Task to carry out: Return only the lines from the one that contains "Wildlife-survey input: mark every instance of the cloud" through the last line of the records below, exactly as they stand. Pictures are not part of the copy.

Task inputs:
============================================================
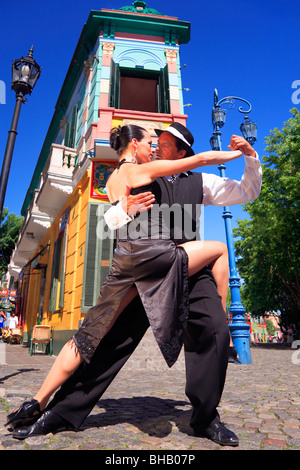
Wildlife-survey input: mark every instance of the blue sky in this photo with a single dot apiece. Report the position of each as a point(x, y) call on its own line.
point(246, 49)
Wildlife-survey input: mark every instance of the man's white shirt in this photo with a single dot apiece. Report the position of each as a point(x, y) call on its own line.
point(217, 191)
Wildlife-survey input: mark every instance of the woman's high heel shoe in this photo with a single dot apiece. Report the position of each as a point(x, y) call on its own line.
point(233, 355)
point(29, 410)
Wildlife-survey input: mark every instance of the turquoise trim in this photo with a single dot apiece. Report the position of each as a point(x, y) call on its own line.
point(108, 21)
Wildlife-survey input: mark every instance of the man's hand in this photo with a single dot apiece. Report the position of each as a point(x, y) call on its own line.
point(239, 143)
point(132, 205)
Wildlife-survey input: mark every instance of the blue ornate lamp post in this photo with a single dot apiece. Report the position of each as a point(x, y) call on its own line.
point(239, 329)
point(25, 73)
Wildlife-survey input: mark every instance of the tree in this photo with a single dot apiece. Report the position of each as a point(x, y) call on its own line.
point(9, 231)
point(268, 245)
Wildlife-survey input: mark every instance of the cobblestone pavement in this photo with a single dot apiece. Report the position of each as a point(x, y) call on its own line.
point(148, 410)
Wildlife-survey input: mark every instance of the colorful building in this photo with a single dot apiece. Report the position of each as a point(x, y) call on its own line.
point(125, 69)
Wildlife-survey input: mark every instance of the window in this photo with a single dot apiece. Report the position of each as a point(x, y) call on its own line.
point(58, 273)
point(70, 130)
point(139, 90)
point(98, 254)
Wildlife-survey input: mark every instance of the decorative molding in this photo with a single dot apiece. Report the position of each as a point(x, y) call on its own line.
point(62, 188)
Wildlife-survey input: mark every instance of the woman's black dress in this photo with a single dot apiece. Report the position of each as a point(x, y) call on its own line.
point(147, 258)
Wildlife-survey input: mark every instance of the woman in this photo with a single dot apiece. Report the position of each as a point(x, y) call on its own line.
point(155, 268)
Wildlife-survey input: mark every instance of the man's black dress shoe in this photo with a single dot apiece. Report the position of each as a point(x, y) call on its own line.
point(218, 433)
point(49, 422)
point(29, 410)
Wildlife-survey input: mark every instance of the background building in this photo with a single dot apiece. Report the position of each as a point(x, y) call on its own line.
point(125, 69)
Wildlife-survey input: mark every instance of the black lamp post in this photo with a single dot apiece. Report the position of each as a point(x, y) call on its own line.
point(25, 73)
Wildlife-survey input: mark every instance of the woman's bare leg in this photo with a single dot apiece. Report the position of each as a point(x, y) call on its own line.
point(214, 254)
point(69, 359)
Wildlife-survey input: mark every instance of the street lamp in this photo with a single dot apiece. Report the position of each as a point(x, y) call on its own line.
point(25, 73)
point(238, 327)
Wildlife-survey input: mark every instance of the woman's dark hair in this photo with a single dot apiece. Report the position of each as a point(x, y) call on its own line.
point(121, 136)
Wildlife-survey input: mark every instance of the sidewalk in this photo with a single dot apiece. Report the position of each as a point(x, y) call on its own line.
point(148, 409)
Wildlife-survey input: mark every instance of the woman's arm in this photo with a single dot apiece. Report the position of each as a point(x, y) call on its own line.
point(145, 173)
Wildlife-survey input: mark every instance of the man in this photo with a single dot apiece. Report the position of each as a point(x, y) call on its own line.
point(206, 335)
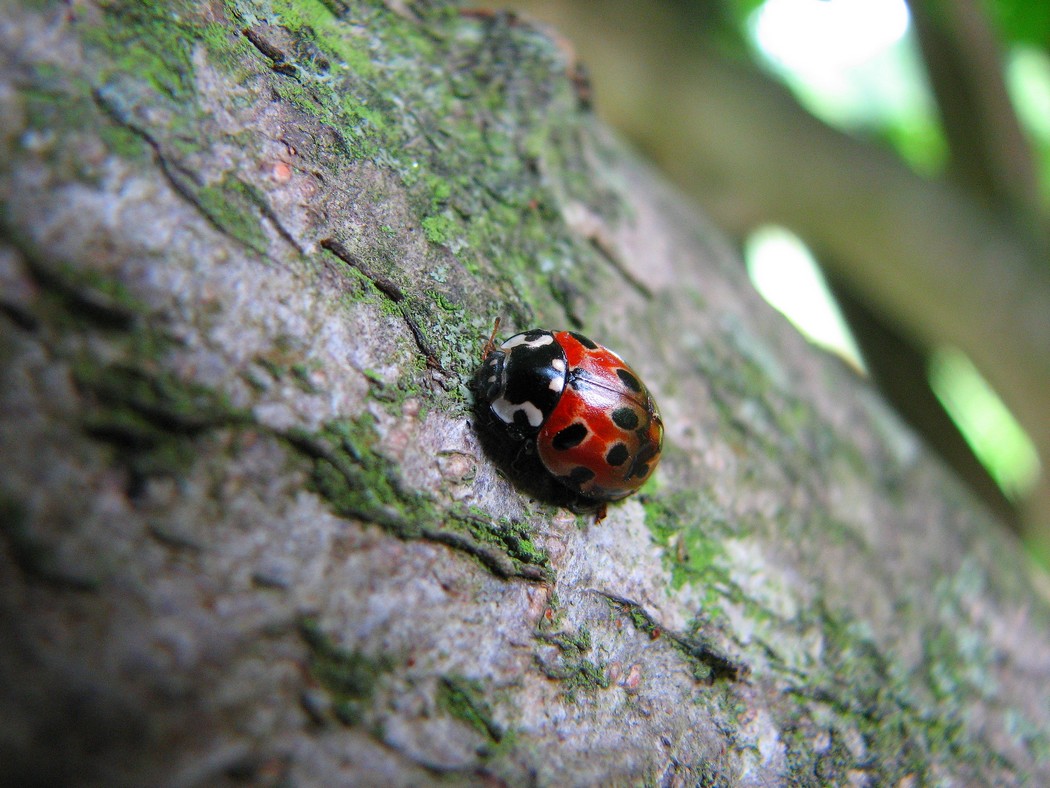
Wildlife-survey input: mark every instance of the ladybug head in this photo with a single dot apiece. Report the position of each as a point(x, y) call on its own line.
point(489, 380)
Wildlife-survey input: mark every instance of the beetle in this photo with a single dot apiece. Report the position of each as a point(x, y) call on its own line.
point(578, 406)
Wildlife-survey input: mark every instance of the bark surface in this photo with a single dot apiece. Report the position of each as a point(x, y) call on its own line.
point(249, 256)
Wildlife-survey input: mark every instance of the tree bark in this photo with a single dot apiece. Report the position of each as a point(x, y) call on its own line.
point(250, 254)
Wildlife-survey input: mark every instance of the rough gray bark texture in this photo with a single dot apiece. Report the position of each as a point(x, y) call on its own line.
point(249, 254)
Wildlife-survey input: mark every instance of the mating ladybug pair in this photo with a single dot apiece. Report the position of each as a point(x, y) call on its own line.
point(578, 406)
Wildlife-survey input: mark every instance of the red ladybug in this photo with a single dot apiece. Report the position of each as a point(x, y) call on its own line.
point(590, 418)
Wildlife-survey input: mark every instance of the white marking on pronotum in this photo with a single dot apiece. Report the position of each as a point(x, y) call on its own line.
point(506, 411)
point(558, 382)
point(513, 341)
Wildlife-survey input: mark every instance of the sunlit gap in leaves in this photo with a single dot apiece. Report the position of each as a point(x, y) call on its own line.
point(995, 437)
point(1028, 81)
point(786, 275)
point(854, 64)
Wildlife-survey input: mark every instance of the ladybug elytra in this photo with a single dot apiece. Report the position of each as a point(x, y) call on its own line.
point(588, 416)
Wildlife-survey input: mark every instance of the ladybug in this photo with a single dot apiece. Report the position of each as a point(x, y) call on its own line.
point(578, 406)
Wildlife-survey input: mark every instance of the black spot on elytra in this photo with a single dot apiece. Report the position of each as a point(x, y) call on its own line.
point(625, 418)
point(571, 436)
point(629, 380)
point(584, 340)
point(581, 475)
point(617, 455)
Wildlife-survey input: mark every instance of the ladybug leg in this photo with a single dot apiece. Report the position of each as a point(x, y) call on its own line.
point(490, 345)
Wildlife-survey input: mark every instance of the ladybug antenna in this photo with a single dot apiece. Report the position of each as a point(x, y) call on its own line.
point(490, 345)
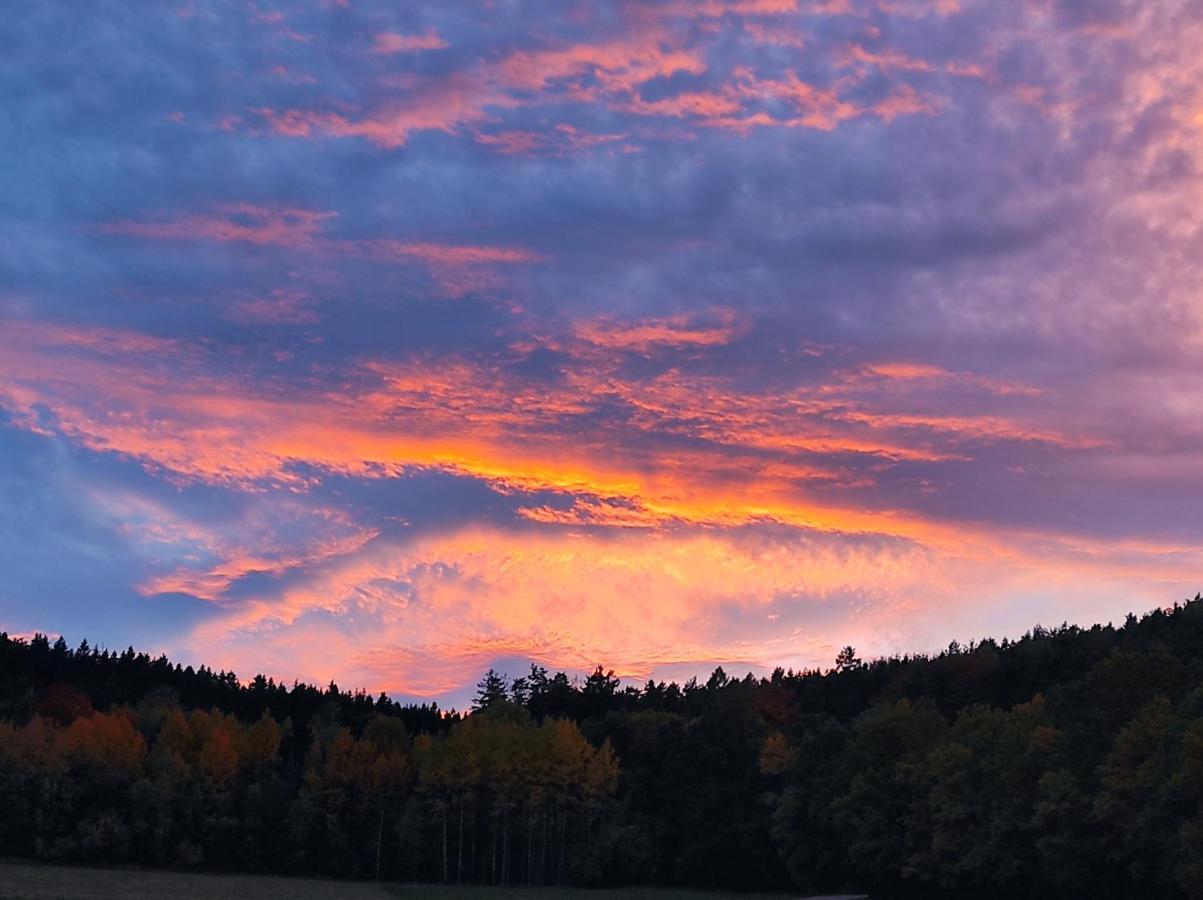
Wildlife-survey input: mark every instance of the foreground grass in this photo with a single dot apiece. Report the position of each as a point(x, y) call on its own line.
point(24, 881)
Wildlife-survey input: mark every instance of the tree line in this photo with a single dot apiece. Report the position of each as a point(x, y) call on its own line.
point(1067, 763)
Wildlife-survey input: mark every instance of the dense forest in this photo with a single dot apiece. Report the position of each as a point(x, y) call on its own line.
point(1067, 763)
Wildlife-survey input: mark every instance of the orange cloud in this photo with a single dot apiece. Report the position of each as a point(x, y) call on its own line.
point(748, 457)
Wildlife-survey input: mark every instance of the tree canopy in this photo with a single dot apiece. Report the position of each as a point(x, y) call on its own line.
point(1066, 763)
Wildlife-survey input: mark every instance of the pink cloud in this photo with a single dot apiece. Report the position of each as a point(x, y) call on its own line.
point(389, 42)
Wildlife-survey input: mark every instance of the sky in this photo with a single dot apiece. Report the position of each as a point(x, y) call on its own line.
point(385, 342)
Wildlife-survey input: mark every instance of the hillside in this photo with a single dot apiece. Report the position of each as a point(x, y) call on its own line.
point(1067, 763)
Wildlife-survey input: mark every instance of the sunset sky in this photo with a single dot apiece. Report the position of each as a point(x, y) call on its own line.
point(385, 342)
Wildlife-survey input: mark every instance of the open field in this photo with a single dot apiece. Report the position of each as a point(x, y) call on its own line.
point(22, 881)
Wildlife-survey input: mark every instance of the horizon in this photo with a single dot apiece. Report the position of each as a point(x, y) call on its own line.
point(386, 345)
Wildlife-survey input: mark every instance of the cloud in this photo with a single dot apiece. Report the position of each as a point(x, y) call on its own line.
point(387, 42)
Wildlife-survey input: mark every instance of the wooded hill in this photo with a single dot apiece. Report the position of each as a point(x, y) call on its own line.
point(1068, 763)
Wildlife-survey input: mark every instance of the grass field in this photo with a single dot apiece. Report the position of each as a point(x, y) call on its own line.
point(21, 881)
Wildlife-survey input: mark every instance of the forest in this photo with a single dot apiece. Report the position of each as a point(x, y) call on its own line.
point(1066, 763)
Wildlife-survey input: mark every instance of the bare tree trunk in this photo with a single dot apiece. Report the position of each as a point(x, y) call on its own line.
point(444, 842)
point(458, 864)
point(379, 841)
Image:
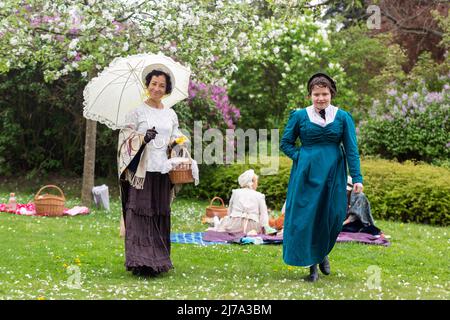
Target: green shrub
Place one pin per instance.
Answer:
(402, 192)
(415, 126)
============================================================
Your solution:
Wildlife-survey input: mark every instance of the cloud in this photo with a single dot apiece. Report the position of each as a point(x, y) call on its own line.
point(387, 42)
Wildlife-survey input: mark every instance of the wooded hill in this photo with a single dot apiece. Report the position of each as a point(x, y) call on its own line.
point(1068, 763)
Wildlife-survey input: mark every instance of the grass field in this photo with a single dot apiece. Report the position of each as a point(x, y) call on its own line.
point(21, 881)
Wildlife-survey input: mark every instance of the forest in this photo with a single dot apiece. Report the position of each as a point(x, y) call on its own line.
point(1066, 763)
Wildlife-survey input: mark every instance of the bare tree trunk in this photo with a single dot apiece. Report the position of each as a point(x, y) call on its own line.
point(444, 842)
point(458, 864)
point(379, 841)
Image:
Target: green shrub
Place one pin per instance.
Answer:
(402, 192)
(415, 126)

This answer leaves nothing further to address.